• [WORK REQUIRED] Please pick out each line in the data below that contains the word "boat", and copy every such line in full.

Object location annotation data
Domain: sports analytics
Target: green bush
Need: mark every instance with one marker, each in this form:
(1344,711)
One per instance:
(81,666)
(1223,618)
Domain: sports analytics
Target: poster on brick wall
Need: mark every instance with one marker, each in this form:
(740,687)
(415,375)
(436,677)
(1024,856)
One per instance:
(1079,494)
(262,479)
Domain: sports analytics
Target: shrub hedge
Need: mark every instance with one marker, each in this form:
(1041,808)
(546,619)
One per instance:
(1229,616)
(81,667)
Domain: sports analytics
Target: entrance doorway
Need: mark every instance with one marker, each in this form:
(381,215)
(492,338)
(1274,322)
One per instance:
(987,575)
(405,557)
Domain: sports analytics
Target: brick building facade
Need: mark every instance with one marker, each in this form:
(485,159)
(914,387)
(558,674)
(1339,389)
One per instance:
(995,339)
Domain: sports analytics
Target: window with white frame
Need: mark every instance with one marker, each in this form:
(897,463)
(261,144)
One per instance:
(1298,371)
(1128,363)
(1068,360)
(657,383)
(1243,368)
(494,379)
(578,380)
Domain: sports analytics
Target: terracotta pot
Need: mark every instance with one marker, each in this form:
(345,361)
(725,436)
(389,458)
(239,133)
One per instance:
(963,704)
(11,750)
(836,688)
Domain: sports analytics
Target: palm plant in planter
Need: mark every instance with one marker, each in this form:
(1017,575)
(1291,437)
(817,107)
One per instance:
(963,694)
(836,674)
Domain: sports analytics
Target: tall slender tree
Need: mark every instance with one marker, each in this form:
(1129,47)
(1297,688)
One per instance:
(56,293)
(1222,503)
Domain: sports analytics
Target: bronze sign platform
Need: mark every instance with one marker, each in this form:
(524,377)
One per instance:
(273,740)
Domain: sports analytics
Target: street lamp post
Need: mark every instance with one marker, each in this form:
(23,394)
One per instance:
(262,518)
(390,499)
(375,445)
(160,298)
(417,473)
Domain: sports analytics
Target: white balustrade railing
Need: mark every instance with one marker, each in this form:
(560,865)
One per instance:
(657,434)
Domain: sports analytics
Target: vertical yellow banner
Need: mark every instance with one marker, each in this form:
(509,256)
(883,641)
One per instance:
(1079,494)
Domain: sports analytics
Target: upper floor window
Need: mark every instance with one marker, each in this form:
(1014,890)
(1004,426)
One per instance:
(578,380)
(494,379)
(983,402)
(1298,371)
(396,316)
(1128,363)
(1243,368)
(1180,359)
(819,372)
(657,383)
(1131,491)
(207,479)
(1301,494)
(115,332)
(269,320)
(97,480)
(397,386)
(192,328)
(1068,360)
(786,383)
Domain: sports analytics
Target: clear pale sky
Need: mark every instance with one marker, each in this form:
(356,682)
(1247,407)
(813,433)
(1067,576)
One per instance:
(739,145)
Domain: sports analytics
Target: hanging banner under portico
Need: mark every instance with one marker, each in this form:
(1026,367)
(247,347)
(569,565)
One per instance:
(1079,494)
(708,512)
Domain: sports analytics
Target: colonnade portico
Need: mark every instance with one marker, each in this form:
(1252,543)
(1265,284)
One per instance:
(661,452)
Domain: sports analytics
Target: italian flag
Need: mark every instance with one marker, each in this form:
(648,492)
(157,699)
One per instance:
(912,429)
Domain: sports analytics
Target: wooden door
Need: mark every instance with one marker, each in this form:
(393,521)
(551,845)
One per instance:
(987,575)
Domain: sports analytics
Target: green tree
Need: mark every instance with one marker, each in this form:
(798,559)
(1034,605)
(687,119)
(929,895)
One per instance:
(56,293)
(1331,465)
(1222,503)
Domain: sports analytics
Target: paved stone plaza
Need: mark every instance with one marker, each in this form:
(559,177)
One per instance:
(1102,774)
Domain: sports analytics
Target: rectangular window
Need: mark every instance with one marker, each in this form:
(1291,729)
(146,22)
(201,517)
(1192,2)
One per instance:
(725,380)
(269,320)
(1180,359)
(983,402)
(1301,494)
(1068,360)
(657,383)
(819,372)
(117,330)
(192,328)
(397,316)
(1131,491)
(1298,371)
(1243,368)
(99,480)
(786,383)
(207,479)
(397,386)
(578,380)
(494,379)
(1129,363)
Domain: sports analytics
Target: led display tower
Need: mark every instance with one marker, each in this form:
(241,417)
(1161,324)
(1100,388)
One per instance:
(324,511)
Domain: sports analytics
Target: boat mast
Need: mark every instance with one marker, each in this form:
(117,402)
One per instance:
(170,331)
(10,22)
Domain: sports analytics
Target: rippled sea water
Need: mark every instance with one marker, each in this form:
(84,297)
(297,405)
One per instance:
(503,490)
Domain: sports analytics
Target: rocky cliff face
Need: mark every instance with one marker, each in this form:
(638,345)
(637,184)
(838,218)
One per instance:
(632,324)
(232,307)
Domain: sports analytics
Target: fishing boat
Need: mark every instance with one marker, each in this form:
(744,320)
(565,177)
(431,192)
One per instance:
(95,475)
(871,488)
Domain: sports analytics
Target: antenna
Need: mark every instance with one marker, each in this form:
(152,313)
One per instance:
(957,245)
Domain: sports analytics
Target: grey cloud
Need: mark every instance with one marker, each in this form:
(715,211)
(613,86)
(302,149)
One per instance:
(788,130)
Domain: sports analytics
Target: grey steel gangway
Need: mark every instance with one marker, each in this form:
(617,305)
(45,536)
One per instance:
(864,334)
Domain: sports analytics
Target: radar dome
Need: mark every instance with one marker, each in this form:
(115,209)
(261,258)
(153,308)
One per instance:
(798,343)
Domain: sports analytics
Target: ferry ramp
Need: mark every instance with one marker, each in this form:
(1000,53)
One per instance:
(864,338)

• [FINISHED ANSWER]
Target: boat mast
Target: fishing boat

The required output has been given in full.